* [What to do]: Gather every line in the data below that contains the string "panel", and copy each such line in full.

======

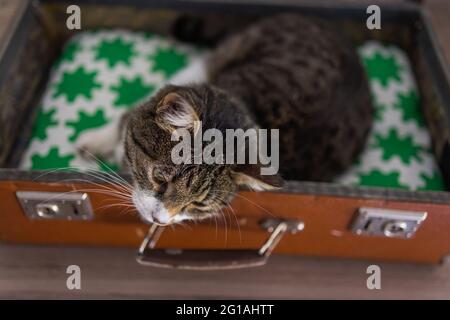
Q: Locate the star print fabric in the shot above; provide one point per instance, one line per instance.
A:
(98, 75)
(398, 151)
(101, 73)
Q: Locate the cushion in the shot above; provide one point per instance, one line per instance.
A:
(101, 73)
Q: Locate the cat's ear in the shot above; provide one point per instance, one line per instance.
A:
(251, 177)
(174, 112)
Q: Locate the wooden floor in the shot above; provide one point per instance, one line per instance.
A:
(40, 272)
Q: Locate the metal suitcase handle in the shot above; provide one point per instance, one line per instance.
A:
(192, 259)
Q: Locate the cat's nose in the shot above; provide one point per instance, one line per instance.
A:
(160, 217)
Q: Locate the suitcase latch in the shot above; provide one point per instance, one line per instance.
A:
(387, 223)
(55, 205)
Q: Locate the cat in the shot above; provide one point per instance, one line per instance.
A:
(287, 71)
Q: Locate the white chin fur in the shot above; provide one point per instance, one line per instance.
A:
(150, 208)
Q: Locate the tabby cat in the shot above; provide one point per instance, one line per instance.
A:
(286, 71)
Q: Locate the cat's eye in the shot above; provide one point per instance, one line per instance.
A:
(199, 204)
(158, 176)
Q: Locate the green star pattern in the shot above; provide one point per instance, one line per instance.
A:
(382, 68)
(376, 178)
(435, 182)
(168, 61)
(51, 160)
(131, 91)
(115, 51)
(393, 145)
(394, 152)
(86, 121)
(379, 111)
(408, 104)
(44, 120)
(77, 83)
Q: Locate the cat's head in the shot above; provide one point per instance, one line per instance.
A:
(165, 192)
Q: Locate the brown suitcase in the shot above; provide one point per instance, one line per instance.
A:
(304, 218)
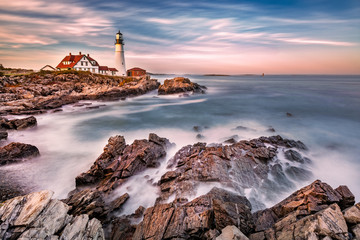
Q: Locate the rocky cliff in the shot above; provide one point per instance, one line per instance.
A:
(38, 92)
(180, 85)
(37, 216)
(224, 209)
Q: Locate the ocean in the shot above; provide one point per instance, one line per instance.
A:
(325, 115)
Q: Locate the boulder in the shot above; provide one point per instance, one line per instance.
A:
(352, 214)
(231, 232)
(111, 152)
(195, 219)
(18, 124)
(15, 152)
(240, 165)
(179, 85)
(37, 216)
(36, 93)
(92, 203)
(294, 156)
(356, 231)
(120, 161)
(3, 135)
(347, 198)
(309, 213)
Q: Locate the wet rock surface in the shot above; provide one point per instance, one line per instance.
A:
(180, 85)
(309, 213)
(201, 196)
(120, 161)
(17, 124)
(241, 165)
(37, 216)
(36, 93)
(193, 220)
(15, 152)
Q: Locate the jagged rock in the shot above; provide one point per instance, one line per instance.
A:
(356, 231)
(241, 165)
(112, 151)
(120, 161)
(293, 155)
(18, 124)
(36, 93)
(231, 232)
(279, 141)
(119, 202)
(37, 216)
(124, 227)
(347, 198)
(179, 85)
(196, 218)
(352, 214)
(83, 228)
(15, 151)
(3, 135)
(328, 222)
(87, 201)
(308, 213)
(297, 173)
(271, 129)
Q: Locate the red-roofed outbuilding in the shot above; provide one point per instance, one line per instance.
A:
(82, 62)
(135, 72)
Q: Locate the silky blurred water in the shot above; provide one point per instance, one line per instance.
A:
(325, 116)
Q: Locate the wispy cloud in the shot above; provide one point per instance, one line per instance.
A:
(162, 20)
(167, 33)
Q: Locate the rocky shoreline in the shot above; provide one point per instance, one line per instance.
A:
(37, 93)
(316, 211)
(209, 191)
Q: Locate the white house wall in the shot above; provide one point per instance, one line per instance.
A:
(85, 65)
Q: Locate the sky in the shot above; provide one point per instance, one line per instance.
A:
(199, 37)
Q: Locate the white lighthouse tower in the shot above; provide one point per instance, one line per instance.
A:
(119, 54)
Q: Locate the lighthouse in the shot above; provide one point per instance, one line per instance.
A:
(119, 54)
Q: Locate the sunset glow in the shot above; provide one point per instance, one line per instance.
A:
(300, 37)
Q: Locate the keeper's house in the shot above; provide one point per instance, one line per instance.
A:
(135, 72)
(82, 62)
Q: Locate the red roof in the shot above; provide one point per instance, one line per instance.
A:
(136, 69)
(104, 68)
(73, 59)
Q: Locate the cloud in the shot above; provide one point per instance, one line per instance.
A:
(162, 20)
(318, 42)
(44, 23)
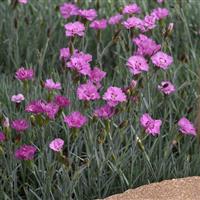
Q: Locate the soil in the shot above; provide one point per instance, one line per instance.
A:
(175, 189)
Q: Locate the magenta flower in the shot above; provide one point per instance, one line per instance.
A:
(104, 112)
(17, 98)
(74, 29)
(75, 120)
(131, 9)
(23, 1)
(160, 13)
(90, 14)
(114, 96)
(137, 64)
(134, 22)
(99, 24)
(146, 46)
(24, 74)
(61, 101)
(2, 137)
(56, 145)
(166, 87)
(186, 127)
(162, 60)
(87, 92)
(116, 19)
(51, 85)
(151, 126)
(25, 152)
(20, 125)
(68, 9)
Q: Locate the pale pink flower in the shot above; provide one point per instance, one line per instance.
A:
(74, 29)
(25, 152)
(56, 144)
(137, 64)
(51, 85)
(167, 87)
(114, 96)
(151, 126)
(17, 98)
(162, 60)
(186, 127)
(75, 120)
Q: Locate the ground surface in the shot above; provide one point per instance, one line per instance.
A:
(179, 189)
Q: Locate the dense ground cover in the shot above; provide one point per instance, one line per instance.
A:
(104, 156)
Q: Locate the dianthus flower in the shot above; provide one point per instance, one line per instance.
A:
(68, 9)
(151, 126)
(23, 74)
(90, 14)
(61, 101)
(87, 92)
(17, 98)
(115, 19)
(75, 120)
(74, 29)
(186, 127)
(134, 22)
(56, 144)
(51, 85)
(2, 137)
(131, 9)
(104, 112)
(20, 125)
(99, 24)
(25, 152)
(146, 46)
(114, 96)
(166, 87)
(162, 60)
(137, 64)
(160, 13)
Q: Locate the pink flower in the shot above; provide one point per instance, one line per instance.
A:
(96, 75)
(160, 13)
(24, 74)
(151, 126)
(75, 120)
(146, 46)
(114, 96)
(35, 107)
(80, 63)
(56, 145)
(75, 28)
(17, 98)
(23, 1)
(68, 9)
(115, 19)
(99, 24)
(137, 64)
(25, 152)
(134, 22)
(51, 85)
(20, 125)
(104, 112)
(61, 101)
(166, 87)
(50, 109)
(2, 137)
(131, 9)
(87, 92)
(90, 14)
(186, 127)
(162, 60)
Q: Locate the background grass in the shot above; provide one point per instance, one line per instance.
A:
(31, 36)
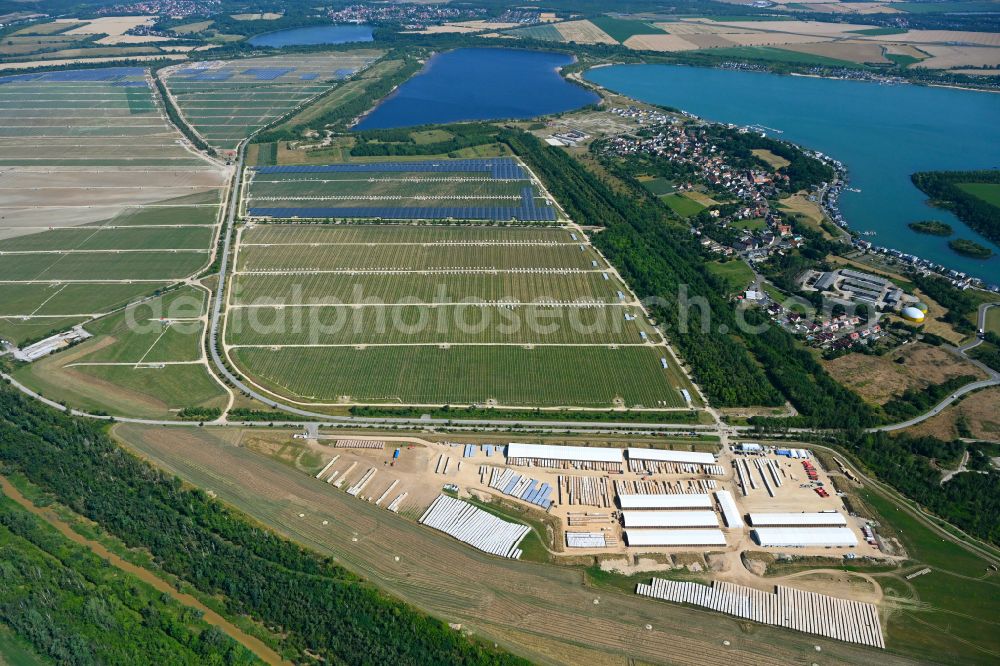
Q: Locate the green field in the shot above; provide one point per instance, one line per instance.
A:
(988, 192)
(681, 205)
(621, 29)
(477, 193)
(659, 186)
(510, 375)
(736, 274)
(543, 32)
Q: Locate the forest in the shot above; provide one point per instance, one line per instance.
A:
(311, 604)
(75, 608)
(732, 362)
(944, 189)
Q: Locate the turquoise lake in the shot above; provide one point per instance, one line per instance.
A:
(317, 34)
(882, 133)
(481, 84)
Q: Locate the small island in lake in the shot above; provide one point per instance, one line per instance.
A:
(970, 249)
(932, 227)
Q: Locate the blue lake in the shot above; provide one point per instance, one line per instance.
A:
(481, 84)
(883, 133)
(317, 34)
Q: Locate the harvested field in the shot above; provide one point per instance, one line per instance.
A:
(108, 25)
(878, 379)
(950, 57)
(91, 147)
(226, 101)
(548, 607)
(583, 32)
(852, 51)
(978, 411)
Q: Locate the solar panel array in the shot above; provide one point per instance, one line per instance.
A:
(501, 168)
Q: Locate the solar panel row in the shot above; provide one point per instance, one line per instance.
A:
(499, 167)
(77, 75)
(523, 213)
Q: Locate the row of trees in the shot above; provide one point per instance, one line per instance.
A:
(313, 605)
(403, 143)
(970, 500)
(739, 359)
(340, 115)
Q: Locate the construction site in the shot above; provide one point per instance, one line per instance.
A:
(626, 502)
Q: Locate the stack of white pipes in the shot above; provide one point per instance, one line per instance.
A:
(473, 526)
(809, 612)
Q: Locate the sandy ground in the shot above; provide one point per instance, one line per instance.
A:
(947, 57)
(660, 43)
(132, 39)
(859, 52)
(979, 411)
(878, 378)
(979, 72)
(583, 32)
(266, 16)
(852, 8)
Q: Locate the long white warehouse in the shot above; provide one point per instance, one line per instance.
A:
(823, 519)
(670, 519)
(730, 513)
(640, 538)
(673, 501)
(683, 457)
(805, 537)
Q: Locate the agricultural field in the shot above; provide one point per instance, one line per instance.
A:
(226, 101)
(101, 200)
(496, 189)
(434, 314)
(145, 361)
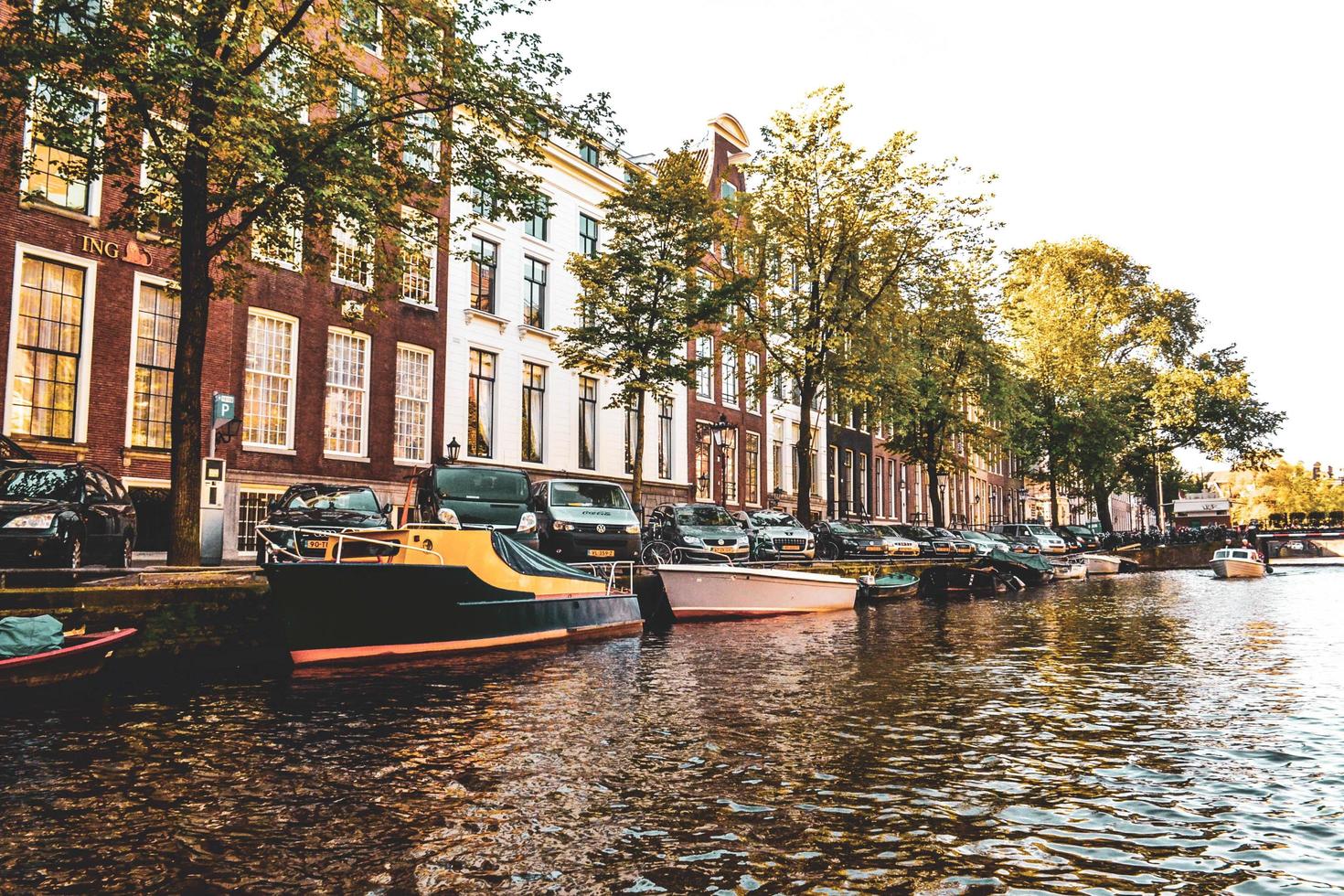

======

* [Full solution]:
Q: Locate the solar panel array in the shot above; provide one point per instance, one line per instance.
Q: Locate the solar panel row in the shot above; provide one point per instance, one line per instance.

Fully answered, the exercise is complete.